--- START OF Recorded data ---

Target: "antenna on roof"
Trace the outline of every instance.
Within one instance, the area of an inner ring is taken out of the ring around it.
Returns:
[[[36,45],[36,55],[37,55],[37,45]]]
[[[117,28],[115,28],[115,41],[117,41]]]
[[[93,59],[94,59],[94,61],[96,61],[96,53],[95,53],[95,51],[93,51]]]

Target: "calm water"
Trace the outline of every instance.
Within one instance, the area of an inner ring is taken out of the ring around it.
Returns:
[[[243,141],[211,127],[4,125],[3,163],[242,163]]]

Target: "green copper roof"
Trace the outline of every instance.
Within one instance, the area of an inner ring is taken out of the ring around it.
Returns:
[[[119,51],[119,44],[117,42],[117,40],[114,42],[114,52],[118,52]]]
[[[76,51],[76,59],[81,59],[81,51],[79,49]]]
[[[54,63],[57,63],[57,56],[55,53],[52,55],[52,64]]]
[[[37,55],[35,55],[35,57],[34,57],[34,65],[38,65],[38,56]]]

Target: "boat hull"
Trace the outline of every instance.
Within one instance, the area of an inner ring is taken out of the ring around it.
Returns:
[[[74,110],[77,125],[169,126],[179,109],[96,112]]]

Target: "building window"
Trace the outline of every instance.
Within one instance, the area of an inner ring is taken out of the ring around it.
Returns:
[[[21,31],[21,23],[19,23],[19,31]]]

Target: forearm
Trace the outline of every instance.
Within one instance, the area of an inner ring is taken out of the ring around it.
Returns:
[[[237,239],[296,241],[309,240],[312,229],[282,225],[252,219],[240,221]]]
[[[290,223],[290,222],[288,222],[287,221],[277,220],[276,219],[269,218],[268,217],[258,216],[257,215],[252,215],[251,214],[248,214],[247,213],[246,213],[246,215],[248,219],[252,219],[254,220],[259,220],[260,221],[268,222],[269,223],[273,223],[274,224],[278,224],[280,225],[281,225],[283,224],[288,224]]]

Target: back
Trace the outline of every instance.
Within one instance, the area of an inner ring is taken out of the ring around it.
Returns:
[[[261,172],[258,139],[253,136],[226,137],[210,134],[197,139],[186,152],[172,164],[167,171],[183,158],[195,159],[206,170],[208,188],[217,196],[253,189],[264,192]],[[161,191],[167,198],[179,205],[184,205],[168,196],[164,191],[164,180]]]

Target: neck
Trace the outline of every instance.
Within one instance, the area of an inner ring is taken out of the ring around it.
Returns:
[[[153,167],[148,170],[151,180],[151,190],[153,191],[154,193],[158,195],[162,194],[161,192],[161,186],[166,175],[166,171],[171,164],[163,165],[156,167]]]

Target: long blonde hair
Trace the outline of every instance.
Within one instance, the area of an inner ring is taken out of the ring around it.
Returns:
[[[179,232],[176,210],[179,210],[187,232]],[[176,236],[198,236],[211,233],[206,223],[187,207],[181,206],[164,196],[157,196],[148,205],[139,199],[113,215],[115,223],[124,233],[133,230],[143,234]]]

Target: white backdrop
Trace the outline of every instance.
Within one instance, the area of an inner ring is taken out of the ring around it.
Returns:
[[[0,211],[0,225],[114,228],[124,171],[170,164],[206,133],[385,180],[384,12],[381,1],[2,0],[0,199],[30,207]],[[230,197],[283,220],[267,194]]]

--- END OF Recorded data ---

Exercise: How many lines in the entries above contain the string "roof"? Case counts. Reply with the number alone.

Complete answer: 2